[Start of section]

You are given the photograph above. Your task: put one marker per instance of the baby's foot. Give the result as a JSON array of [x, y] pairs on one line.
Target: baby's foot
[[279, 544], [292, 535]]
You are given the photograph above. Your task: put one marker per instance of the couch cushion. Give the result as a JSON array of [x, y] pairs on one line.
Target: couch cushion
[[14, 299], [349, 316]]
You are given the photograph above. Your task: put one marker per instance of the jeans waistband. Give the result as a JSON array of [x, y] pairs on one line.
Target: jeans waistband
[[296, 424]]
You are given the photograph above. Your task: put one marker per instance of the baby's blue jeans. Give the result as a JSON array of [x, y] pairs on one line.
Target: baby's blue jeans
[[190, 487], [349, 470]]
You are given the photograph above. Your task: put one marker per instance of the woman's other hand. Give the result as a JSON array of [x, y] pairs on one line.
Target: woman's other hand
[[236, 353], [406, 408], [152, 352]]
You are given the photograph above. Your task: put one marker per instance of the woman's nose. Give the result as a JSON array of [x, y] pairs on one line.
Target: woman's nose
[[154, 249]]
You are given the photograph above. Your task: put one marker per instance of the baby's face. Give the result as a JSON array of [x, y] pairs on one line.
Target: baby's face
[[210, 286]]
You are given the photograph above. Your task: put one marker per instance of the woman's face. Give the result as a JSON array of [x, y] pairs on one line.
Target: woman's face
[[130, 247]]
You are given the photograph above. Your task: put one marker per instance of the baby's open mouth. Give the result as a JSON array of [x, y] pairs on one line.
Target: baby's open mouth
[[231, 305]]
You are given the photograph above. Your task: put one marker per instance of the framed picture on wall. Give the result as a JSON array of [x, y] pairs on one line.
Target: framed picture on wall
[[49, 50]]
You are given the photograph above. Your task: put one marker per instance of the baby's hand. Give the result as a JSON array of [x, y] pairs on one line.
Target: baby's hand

[End of section]

#### Assigned task
Repeat only the lines starting at the one that contains "the baby's open" and ending at the last line above, exactly as written.

#### Output for this exercise
You are given the photograph above. Your task: put one marker per instance of the baby's open mouth. Give the result as a JSON array of [x, y] pairs on one line.
Target: baby's open mouth
[[231, 305]]
You are given the photograph above. Your task: put one marker per instance of the framed picture on wall. Give the result as a JSON array of [x, y] pairs on one line.
Target: framed picture on wall
[[49, 50]]
You are given the photograph above. Your task: put one marker per instance of the baby's hand. Give the result as a JSON array of [x, y] pairs on one line.
Target: baby's hand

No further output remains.